#### Goal
Copy the records below exactly as they are written.

Extracted data entries:
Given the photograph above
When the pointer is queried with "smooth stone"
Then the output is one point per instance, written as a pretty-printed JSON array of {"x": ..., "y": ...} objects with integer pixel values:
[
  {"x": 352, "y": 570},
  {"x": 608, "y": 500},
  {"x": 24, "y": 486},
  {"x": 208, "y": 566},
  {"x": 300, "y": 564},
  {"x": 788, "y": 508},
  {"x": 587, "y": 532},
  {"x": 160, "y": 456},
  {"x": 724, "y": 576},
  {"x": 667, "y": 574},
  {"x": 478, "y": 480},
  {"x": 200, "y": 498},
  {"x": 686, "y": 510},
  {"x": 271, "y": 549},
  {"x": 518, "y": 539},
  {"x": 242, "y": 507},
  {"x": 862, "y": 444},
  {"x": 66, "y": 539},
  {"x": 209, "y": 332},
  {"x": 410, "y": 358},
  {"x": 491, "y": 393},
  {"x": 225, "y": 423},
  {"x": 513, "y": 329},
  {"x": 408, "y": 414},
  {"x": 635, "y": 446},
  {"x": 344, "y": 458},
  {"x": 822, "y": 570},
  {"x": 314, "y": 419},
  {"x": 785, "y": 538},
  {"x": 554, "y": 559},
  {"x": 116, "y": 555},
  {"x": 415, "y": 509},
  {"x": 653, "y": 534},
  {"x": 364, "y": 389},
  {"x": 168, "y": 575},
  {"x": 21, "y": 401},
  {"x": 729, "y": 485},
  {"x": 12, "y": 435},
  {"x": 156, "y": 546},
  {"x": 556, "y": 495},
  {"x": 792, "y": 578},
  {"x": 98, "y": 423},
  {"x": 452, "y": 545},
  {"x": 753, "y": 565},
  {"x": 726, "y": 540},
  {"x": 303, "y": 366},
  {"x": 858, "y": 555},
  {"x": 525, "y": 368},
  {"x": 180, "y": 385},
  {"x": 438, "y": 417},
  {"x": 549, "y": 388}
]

#### Response to the exercise
Given the photograph above
When the pointer is queried with "smooth stone"
Then the output is one point per instance, written as a pretty-printed JSON array of {"x": ..., "y": ...} objects with integer pixel values:
[
  {"x": 352, "y": 570},
  {"x": 608, "y": 500},
  {"x": 24, "y": 486},
  {"x": 208, "y": 566},
  {"x": 300, "y": 564},
  {"x": 788, "y": 508},
  {"x": 587, "y": 532},
  {"x": 160, "y": 456},
  {"x": 724, "y": 576},
  {"x": 667, "y": 574},
  {"x": 478, "y": 480},
  {"x": 200, "y": 498},
  {"x": 686, "y": 510},
  {"x": 271, "y": 549},
  {"x": 518, "y": 539},
  {"x": 242, "y": 507},
  {"x": 862, "y": 444},
  {"x": 66, "y": 539},
  {"x": 209, "y": 332},
  {"x": 410, "y": 358},
  {"x": 491, "y": 393},
  {"x": 225, "y": 423},
  {"x": 513, "y": 329},
  {"x": 408, "y": 414},
  {"x": 635, "y": 446},
  {"x": 344, "y": 458},
  {"x": 822, "y": 570},
  {"x": 314, "y": 419},
  {"x": 785, "y": 538},
  {"x": 554, "y": 559},
  {"x": 116, "y": 555},
  {"x": 415, "y": 509},
  {"x": 653, "y": 534},
  {"x": 364, "y": 389},
  {"x": 168, "y": 575},
  {"x": 21, "y": 401},
  {"x": 729, "y": 485},
  {"x": 12, "y": 435},
  {"x": 156, "y": 546},
  {"x": 556, "y": 495},
  {"x": 792, "y": 578},
  {"x": 98, "y": 423},
  {"x": 452, "y": 545},
  {"x": 753, "y": 565},
  {"x": 726, "y": 540},
  {"x": 303, "y": 366},
  {"x": 858, "y": 555},
  {"x": 525, "y": 368},
  {"x": 180, "y": 385},
  {"x": 438, "y": 417},
  {"x": 549, "y": 388}
]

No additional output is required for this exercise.